→ **The task**
Every line from the one containing "If you could put a point on the statue's face" through the last line below should be reproduced exactly; please include nothing else.

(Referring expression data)
+ + + + + + +

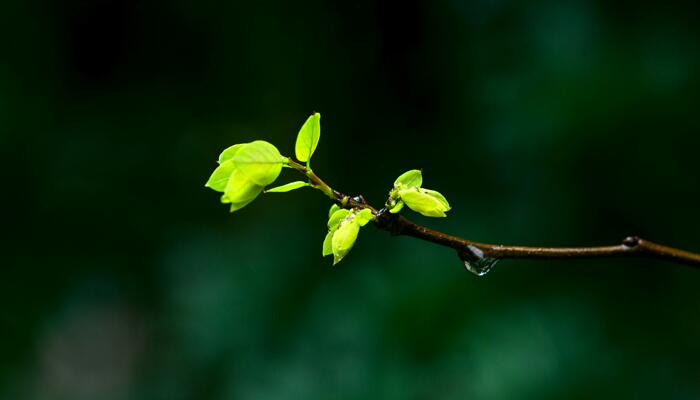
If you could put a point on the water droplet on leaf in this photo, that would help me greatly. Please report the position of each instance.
(475, 261)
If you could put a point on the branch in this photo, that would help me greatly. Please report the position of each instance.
(631, 246)
(474, 253)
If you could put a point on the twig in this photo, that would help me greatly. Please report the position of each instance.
(631, 246)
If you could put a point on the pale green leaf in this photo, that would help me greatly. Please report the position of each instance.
(328, 244)
(398, 207)
(333, 209)
(343, 239)
(337, 217)
(229, 152)
(364, 216)
(308, 137)
(288, 187)
(260, 161)
(240, 189)
(239, 205)
(409, 179)
(425, 202)
(219, 178)
(438, 196)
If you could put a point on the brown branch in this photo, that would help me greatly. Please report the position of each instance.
(630, 246)
(474, 251)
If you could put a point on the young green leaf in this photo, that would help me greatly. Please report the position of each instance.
(409, 179)
(364, 216)
(333, 209)
(337, 217)
(328, 244)
(424, 201)
(398, 207)
(229, 152)
(260, 161)
(343, 239)
(308, 137)
(288, 187)
(240, 189)
(219, 178)
(237, 206)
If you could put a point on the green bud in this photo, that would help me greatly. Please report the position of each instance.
(219, 178)
(409, 179)
(260, 161)
(240, 190)
(397, 207)
(344, 238)
(425, 201)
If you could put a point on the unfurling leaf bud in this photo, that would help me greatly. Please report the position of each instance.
(425, 201)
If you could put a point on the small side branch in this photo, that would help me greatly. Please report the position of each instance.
(630, 247)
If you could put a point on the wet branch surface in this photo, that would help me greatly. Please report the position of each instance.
(470, 251)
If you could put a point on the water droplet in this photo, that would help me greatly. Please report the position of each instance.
(475, 261)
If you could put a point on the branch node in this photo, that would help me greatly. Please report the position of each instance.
(631, 241)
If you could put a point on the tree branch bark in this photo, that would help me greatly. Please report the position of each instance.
(396, 224)
(631, 246)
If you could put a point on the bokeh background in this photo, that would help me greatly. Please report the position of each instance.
(543, 122)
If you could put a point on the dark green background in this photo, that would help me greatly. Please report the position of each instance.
(543, 123)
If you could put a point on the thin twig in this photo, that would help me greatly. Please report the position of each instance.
(631, 246)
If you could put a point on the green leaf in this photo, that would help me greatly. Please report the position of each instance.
(260, 161)
(409, 179)
(333, 209)
(343, 239)
(337, 217)
(219, 178)
(398, 207)
(328, 244)
(288, 187)
(439, 197)
(364, 216)
(239, 205)
(424, 201)
(240, 189)
(308, 137)
(229, 152)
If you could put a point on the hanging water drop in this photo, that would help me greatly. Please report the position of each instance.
(475, 261)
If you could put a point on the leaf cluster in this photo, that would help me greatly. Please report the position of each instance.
(245, 170)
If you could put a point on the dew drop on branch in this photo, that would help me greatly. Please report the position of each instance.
(475, 261)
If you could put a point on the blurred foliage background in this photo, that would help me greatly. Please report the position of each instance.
(544, 123)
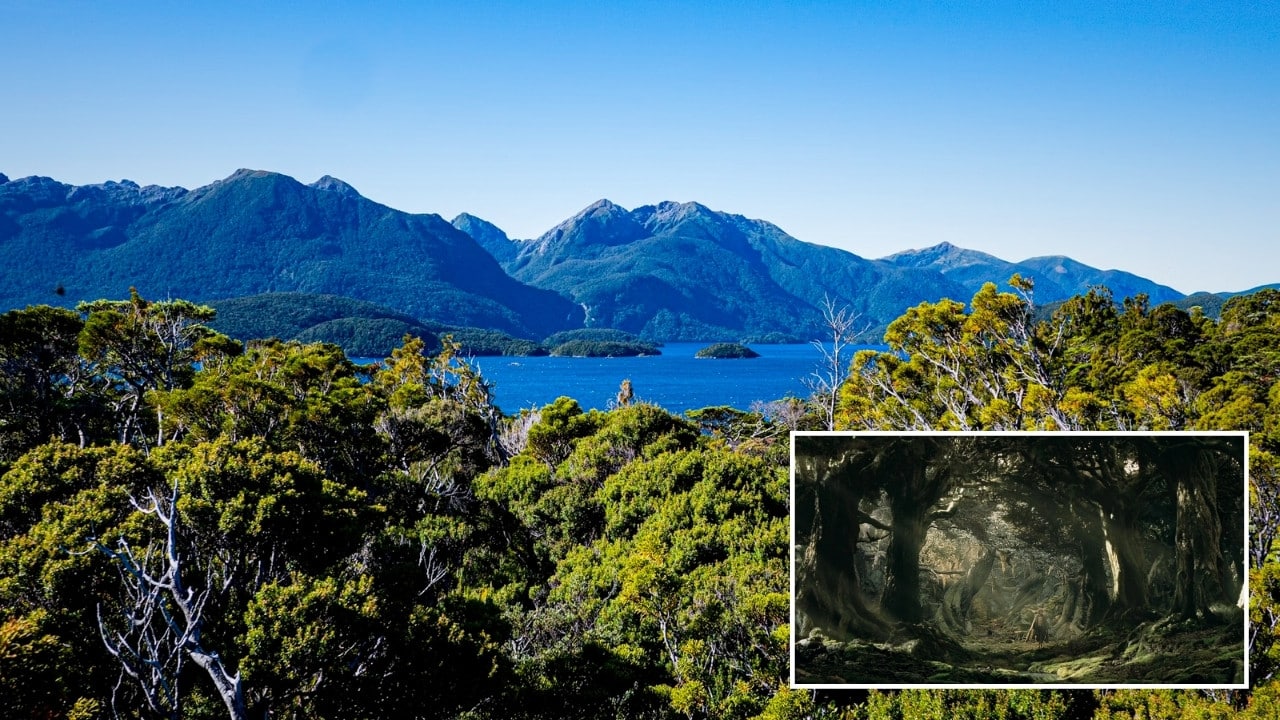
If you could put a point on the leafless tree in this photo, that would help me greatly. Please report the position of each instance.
(824, 382)
(163, 619)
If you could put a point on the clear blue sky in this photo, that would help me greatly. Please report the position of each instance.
(1143, 136)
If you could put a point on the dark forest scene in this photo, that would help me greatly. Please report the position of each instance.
(1019, 559)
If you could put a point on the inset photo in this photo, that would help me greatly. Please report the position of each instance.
(1072, 560)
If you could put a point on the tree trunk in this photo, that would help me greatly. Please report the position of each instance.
(901, 596)
(1198, 569)
(1121, 538)
(1095, 589)
(828, 591)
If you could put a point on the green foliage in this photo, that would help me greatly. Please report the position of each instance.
(726, 350)
(369, 548)
(604, 349)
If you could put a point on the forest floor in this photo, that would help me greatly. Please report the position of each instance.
(1156, 652)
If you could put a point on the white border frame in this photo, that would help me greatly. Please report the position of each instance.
(791, 561)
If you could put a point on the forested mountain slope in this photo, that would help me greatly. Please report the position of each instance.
(255, 232)
(685, 272)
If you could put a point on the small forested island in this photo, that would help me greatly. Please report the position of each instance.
(199, 527)
(727, 351)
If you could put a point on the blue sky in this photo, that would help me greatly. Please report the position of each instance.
(1142, 136)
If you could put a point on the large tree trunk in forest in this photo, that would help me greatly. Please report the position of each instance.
(903, 580)
(958, 600)
(1200, 574)
(1121, 537)
(913, 492)
(827, 586)
(1095, 589)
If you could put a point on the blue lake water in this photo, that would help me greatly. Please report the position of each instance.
(675, 379)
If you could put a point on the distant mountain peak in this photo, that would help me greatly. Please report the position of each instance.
(603, 206)
(330, 183)
(471, 224)
(243, 173)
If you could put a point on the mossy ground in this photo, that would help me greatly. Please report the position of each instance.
(1159, 652)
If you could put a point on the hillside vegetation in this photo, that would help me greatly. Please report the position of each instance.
(191, 527)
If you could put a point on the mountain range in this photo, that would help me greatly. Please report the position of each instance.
(667, 272)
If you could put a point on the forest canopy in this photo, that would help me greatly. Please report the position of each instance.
(197, 527)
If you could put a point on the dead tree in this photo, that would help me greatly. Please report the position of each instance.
(163, 619)
(827, 379)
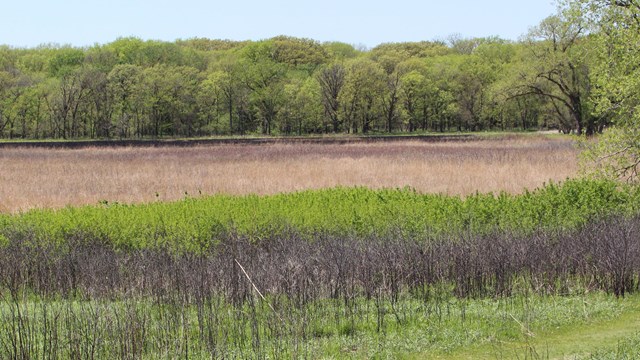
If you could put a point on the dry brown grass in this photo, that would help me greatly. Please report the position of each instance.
(33, 178)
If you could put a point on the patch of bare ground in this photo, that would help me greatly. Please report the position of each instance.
(36, 177)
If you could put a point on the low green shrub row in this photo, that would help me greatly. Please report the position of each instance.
(196, 223)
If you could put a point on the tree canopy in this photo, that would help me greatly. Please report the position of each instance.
(131, 88)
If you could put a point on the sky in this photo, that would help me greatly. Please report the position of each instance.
(29, 23)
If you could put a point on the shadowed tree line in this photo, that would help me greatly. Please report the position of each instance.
(131, 88)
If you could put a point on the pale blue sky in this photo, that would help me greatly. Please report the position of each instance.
(28, 23)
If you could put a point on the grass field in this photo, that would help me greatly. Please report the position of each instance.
(45, 178)
(295, 270)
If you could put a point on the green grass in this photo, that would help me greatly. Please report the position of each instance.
(447, 329)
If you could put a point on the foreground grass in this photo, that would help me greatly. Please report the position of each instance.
(608, 337)
(448, 328)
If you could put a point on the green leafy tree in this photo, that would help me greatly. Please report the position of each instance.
(360, 96)
(616, 80)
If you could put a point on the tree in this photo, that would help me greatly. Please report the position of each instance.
(123, 89)
(331, 80)
(559, 70)
(360, 96)
(617, 84)
(264, 78)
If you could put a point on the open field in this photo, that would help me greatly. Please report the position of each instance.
(44, 178)
(347, 273)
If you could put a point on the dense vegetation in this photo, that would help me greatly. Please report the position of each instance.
(131, 88)
(195, 224)
(287, 296)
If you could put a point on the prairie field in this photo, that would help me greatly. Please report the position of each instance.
(53, 178)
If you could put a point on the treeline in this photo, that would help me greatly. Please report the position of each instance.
(132, 88)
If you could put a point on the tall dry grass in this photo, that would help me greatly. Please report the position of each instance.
(34, 178)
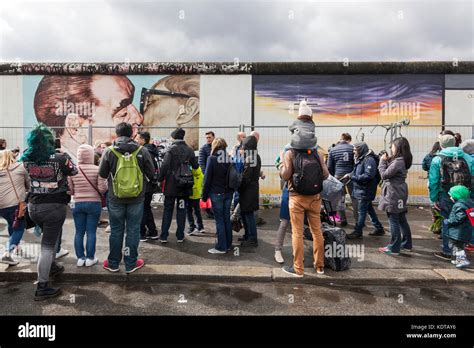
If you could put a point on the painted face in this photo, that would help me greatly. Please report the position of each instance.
(168, 112)
(115, 97)
(163, 110)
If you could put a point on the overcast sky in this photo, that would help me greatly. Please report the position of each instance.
(194, 30)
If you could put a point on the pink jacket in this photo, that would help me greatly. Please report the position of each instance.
(79, 187)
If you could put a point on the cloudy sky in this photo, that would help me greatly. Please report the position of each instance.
(221, 30)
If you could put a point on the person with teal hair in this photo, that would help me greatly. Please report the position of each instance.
(40, 145)
(459, 226)
(47, 201)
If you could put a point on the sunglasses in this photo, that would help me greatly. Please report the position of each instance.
(146, 92)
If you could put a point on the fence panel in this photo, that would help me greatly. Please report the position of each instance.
(272, 140)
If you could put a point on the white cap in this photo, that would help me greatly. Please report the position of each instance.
(305, 109)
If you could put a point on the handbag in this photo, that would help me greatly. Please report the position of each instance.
(103, 201)
(20, 211)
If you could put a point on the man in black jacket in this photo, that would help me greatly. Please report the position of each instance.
(125, 212)
(340, 163)
(179, 152)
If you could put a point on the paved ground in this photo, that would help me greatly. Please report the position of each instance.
(195, 298)
(191, 257)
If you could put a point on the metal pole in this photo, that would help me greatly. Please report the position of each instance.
(90, 134)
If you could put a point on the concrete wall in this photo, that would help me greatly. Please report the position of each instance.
(223, 98)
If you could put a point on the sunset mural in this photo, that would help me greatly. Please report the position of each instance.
(358, 104)
(351, 99)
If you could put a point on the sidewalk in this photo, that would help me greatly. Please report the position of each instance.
(191, 261)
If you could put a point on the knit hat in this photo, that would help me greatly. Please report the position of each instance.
(446, 140)
(304, 109)
(178, 134)
(459, 192)
(468, 146)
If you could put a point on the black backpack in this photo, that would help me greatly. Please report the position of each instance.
(335, 238)
(454, 171)
(183, 176)
(234, 177)
(307, 178)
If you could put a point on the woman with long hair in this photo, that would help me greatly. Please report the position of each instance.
(47, 200)
(13, 186)
(426, 164)
(393, 170)
(215, 187)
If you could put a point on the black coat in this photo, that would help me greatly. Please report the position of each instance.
(178, 152)
(249, 189)
(364, 178)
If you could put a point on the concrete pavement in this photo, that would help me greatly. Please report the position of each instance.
(191, 262)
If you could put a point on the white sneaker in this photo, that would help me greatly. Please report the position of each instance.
(62, 253)
(91, 262)
(190, 233)
(279, 257)
(215, 251)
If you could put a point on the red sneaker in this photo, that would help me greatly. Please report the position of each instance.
(140, 263)
(469, 247)
(110, 269)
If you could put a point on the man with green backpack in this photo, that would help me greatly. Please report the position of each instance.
(126, 165)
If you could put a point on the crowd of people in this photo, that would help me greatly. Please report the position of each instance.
(122, 177)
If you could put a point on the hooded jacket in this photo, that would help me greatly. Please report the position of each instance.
(459, 226)
(434, 176)
(364, 174)
(20, 180)
(108, 166)
(79, 187)
(394, 194)
(177, 153)
(198, 180)
(49, 179)
(153, 150)
(249, 188)
(341, 159)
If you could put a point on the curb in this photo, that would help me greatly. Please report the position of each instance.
(172, 273)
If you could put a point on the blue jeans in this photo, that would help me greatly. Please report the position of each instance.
(221, 203)
(192, 205)
(445, 204)
(284, 206)
(250, 225)
(365, 206)
(168, 216)
(15, 233)
(129, 217)
(399, 222)
(86, 217)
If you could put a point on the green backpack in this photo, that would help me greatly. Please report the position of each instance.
(128, 179)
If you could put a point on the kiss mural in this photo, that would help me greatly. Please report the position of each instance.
(340, 103)
(71, 103)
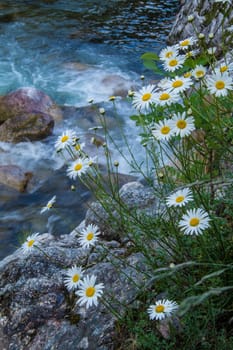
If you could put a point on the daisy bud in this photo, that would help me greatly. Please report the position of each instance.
(190, 18)
(112, 98)
(130, 93)
(161, 175)
(102, 111)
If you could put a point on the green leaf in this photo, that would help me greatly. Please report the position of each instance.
(150, 56)
(213, 274)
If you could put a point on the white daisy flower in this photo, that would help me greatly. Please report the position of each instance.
(163, 130)
(166, 97)
(199, 72)
(144, 97)
(169, 52)
(178, 84)
(49, 205)
(78, 168)
(89, 236)
(73, 277)
(183, 125)
(212, 50)
(179, 198)
(174, 63)
(186, 43)
(194, 221)
(31, 242)
(65, 140)
(191, 53)
(229, 29)
(163, 83)
(224, 67)
(89, 291)
(78, 147)
(162, 309)
(219, 84)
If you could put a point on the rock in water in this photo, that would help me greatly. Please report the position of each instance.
(27, 100)
(14, 177)
(26, 127)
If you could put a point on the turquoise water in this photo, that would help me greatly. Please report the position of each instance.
(68, 49)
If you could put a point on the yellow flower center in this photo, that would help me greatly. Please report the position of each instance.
(177, 83)
(159, 308)
(223, 69)
(194, 222)
(169, 54)
(220, 85)
(187, 74)
(64, 138)
(90, 236)
(185, 43)
(146, 96)
(31, 242)
(78, 167)
(90, 291)
(165, 130)
(200, 73)
(164, 96)
(173, 63)
(75, 278)
(179, 199)
(181, 124)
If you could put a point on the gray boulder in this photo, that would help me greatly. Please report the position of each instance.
(208, 17)
(27, 100)
(36, 310)
(14, 177)
(26, 127)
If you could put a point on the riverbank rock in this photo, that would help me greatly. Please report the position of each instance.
(26, 127)
(14, 177)
(37, 312)
(27, 100)
(208, 17)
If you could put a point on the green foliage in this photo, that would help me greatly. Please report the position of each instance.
(192, 267)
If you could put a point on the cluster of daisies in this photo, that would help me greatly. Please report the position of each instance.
(85, 288)
(193, 222)
(172, 90)
(68, 144)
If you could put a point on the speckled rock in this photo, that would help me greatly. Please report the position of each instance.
(14, 177)
(27, 100)
(27, 127)
(36, 310)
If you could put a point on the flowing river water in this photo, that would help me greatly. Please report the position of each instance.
(71, 50)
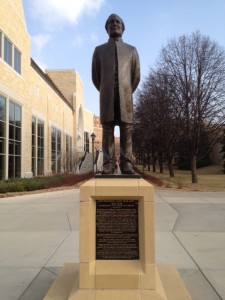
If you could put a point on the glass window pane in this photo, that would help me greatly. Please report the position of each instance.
(11, 132)
(33, 125)
(2, 108)
(17, 60)
(2, 146)
(17, 134)
(2, 167)
(33, 152)
(11, 167)
(2, 129)
(7, 51)
(0, 44)
(17, 115)
(17, 148)
(11, 147)
(11, 112)
(17, 166)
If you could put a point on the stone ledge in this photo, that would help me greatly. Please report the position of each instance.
(169, 287)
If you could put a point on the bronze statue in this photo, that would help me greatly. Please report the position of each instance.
(116, 74)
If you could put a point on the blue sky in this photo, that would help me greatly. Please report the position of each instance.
(64, 33)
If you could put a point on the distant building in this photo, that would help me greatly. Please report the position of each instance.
(43, 122)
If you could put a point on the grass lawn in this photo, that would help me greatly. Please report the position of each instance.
(210, 179)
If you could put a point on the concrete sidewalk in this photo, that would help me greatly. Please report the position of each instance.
(40, 232)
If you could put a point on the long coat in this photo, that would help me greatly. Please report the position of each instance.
(103, 66)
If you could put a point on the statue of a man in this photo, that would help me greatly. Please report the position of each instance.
(116, 74)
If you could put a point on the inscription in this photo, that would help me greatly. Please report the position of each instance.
(117, 230)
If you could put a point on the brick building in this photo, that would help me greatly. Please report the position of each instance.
(43, 121)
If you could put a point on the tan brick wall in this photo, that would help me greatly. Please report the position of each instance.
(33, 93)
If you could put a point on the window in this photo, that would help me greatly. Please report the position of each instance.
(12, 55)
(17, 60)
(56, 150)
(0, 44)
(14, 155)
(68, 153)
(37, 147)
(86, 141)
(2, 136)
(7, 51)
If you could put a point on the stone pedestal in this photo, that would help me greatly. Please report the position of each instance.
(130, 274)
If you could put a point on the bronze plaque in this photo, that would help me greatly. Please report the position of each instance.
(117, 230)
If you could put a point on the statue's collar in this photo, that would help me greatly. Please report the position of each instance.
(119, 39)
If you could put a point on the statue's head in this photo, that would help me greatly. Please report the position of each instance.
(114, 26)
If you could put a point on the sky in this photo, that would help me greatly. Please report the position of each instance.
(64, 33)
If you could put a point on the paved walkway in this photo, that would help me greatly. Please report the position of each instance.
(39, 233)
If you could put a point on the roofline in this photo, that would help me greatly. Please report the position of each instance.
(49, 82)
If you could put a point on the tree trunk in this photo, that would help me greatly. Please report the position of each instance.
(170, 167)
(194, 176)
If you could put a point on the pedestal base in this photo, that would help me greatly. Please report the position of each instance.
(169, 286)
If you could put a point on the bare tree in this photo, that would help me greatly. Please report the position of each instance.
(159, 116)
(197, 65)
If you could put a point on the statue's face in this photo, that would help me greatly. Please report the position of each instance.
(115, 26)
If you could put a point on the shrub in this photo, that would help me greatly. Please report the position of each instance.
(39, 183)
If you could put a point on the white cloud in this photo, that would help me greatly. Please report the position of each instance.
(55, 12)
(39, 41)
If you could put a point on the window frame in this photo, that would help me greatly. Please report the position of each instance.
(8, 57)
(17, 62)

+ + + + + + +

→ **Expected output**
If you could put a point on the statue's face in this photo, that would help me greatly. Please report the position of each instance.
(115, 26)
If you could put a point on the shrub in this photo, that would help me greatly. Please report the position of each instance.
(39, 183)
If you could put a point on the white cloud in this photo, that would help me greatly. Please report the position of each instance.
(55, 12)
(39, 41)
If you could put a point on the window frame in this photo, that would help me greatly. Please report the position of each instance.
(8, 57)
(17, 62)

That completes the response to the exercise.